[Written task] Copy out the listing in full, exactly as written, but not its pictures.

[A block of data]

┄┄┄┄┄┄┄┄┄┄

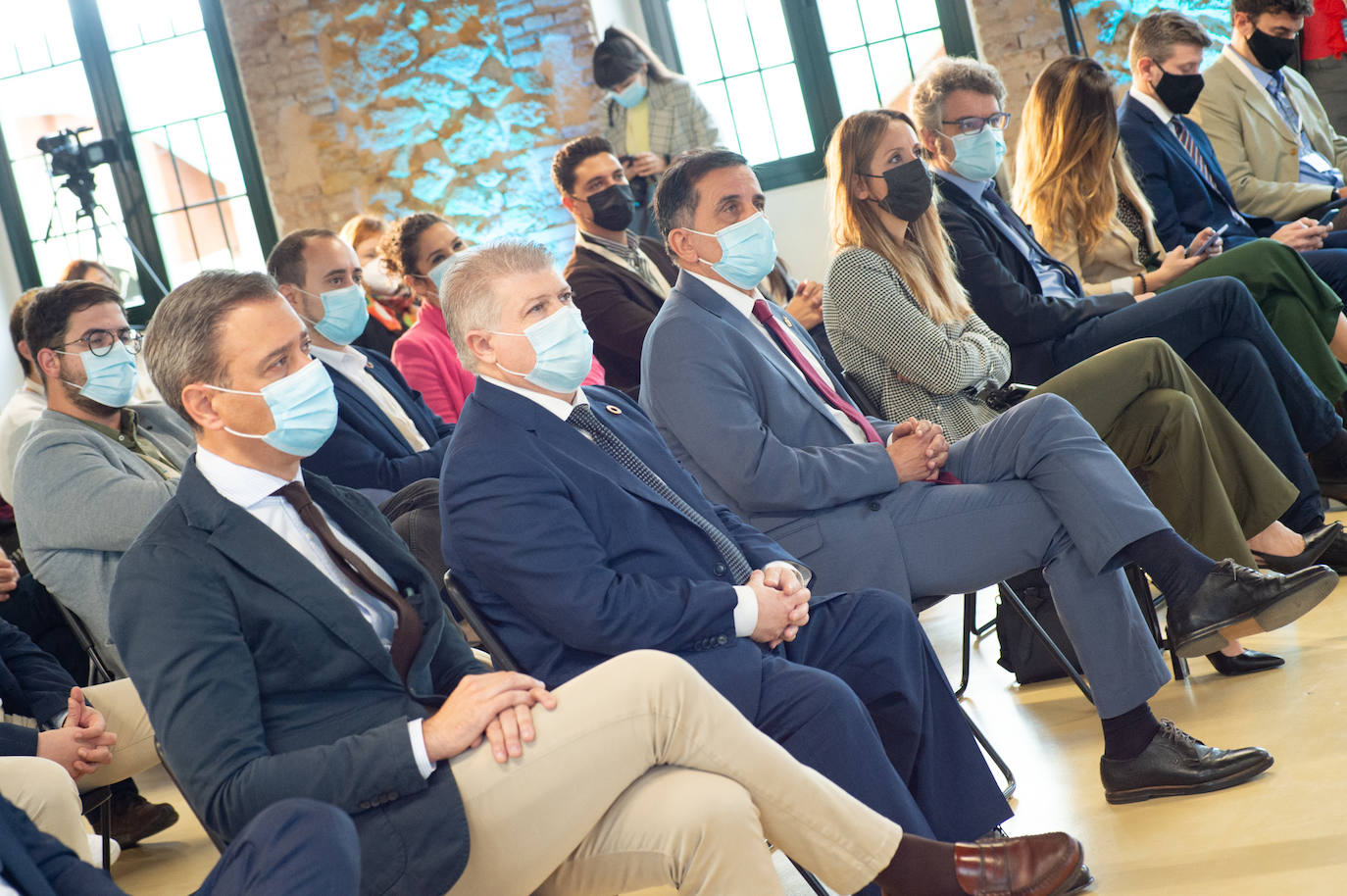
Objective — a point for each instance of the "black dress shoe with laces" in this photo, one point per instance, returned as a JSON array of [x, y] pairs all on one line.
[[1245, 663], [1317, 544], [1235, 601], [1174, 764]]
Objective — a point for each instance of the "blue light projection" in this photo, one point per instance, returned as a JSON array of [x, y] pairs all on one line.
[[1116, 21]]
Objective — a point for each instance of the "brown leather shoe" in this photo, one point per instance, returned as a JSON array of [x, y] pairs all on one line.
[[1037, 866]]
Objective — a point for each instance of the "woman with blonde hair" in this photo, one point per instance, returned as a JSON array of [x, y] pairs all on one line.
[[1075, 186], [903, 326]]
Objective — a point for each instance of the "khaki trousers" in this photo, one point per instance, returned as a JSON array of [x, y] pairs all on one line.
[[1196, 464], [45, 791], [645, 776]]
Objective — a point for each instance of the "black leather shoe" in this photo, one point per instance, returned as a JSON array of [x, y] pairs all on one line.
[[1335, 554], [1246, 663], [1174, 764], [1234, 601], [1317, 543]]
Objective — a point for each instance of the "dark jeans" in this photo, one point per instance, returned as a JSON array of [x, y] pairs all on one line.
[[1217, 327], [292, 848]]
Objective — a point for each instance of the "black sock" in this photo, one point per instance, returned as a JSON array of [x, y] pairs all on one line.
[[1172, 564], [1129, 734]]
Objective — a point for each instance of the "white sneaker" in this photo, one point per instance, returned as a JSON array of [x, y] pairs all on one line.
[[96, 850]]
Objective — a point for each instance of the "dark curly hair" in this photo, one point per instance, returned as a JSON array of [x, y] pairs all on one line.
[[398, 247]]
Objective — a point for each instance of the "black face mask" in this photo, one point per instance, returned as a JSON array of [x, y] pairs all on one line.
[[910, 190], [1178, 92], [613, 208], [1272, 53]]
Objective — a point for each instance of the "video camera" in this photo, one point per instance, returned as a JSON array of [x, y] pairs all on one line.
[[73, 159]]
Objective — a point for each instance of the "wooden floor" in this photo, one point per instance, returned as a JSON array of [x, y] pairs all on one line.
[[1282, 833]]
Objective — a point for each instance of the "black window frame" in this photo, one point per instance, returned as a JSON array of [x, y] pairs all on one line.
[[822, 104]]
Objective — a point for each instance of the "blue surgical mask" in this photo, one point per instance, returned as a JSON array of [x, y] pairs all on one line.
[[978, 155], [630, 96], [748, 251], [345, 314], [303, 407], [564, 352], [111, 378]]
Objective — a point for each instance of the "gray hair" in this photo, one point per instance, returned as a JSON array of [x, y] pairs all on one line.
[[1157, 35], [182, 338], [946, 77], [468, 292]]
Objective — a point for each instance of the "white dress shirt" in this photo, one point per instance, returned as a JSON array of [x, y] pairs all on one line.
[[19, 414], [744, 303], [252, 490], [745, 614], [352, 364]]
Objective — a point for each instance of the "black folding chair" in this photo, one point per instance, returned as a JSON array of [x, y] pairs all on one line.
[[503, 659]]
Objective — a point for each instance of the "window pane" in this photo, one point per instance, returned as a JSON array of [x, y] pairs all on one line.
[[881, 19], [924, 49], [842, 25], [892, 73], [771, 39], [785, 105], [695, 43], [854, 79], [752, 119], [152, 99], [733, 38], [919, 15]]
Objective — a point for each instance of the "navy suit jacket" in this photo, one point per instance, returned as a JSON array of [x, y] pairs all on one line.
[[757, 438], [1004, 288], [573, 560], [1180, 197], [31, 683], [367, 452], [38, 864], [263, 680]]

┄┄┄┄┄┄┄┄┄┄

[Exercise response]
Objective — a point for each instance of the "black dress shoe with laces" in this photo, one point per instance, returned as a JSON array of [x, y] pairs all on one line.
[[1245, 663], [1317, 544], [1235, 601], [1174, 764]]
Objective — a point for each instance of the "blue light projection" in this photo, one point per instance, returned as a JSON array of [x, y] pairs all on one line.
[[1116, 21]]
Objective — a point for each instance of the "brown leather shoe" in this photo, one point per instance, returned as a JSON array of [x, y] pairs all on one line.
[[1037, 866]]
Objective — a point for each instance of the "woman with blonde hair" in this photo, one point per instance, returned as a JSON array of [x, y] pairs all on one line.
[[1075, 186], [903, 326]]
Objective — a point for each instance of the "khaki trousers" in this photo, one point per instance, returned as a JSON array of [x, y] pairs all on one line.
[[1196, 464], [45, 791], [645, 776]]
Objective — a point for each instance of the "black leather shoe" in this photo, one point per instance, returned as a JSON array of [x, y] pairs all on one line.
[[1335, 554], [1246, 663], [1174, 764], [1234, 601], [1317, 543]]
Objective — a point for each instance of the "dark jeans" in this photo, one point per instance, returned as a JSON array of [x, y] pairs all on one line.
[[1217, 327], [292, 848]]
Objective — a point for each instance of the "black sock" in this photo, one point per instance, returned as a JSON array of [x, y] pairs all on one line.
[[1172, 564], [1129, 734]]
Objective — a point for each instance of the "white sneaker" in this photo, one point per instance, returned as a JSON array of [x, y] pairs all on one line.
[[96, 850]]
Objective — a point for each instance of the "dark curly hair" in this photo, one point per instance, returned as a JSON array of [x, y] pairs all on one line.
[[398, 247]]
Objective — a point for each instance of the "black face mask" in this photo, one point per instance, returned as a JSON array of [x, y] pairs all on one line.
[[910, 190], [1178, 92], [613, 208], [1272, 53]]
Objective — a point for each instance of the "video camera" in this photo, one point per instance, returned as a JSON array of [x, y] pairs all on one line.
[[73, 159]]
Objective — a point for each instance of the "wooden floor" in this photo, one point per instance, returned as a JSON array of [x, y] pairs all on one line.
[[1282, 833]]
Objective — a point for each instance of the "black window frame" in this photo, one point per instance, returned as a JSON array of [x, y] pairs all on one line.
[[822, 104]]
Objective — a point for each instance of the "blue surgical mask" in this photo, one point per instance, returned as a JSON array of [x, y] pairs all on one line.
[[978, 155], [630, 96], [748, 251], [345, 314], [303, 407], [564, 352], [111, 378]]
Objective — a point for each instance of the "gray hair" in this photo, one point per instance, returned as a JSON array of [x, y] pairs all on one line.
[[1157, 35], [182, 338], [946, 77], [468, 292]]
Objective — a point for each instance of the "white dress shirt" in this photo, one point per instance, returned as a JSON array of [x, y] pairs all on one line.
[[19, 414], [744, 303], [252, 490], [745, 614], [352, 364]]
Objective — a point for each instance of the "black folding chair" in this photo, one point per instance, returned as a JSON array of [x, y] pairs all on one line.
[[503, 659]]
Objective — a point for each instance of the "window pane" in this photo, one point per instance, returned as a JSON array of [x, y] pairs all on one line.
[[881, 19], [924, 49], [842, 25], [892, 73], [771, 39], [785, 105], [695, 43], [854, 79], [752, 119], [152, 99], [733, 38], [919, 15]]
Objective — a point for each instance of the "navy suit jacket" in this photo, one point per instance, returned as a JSON array of [x, y] pairs all on one line.
[[757, 438], [1004, 288], [573, 560], [1180, 197], [31, 683], [367, 452], [38, 864], [263, 680]]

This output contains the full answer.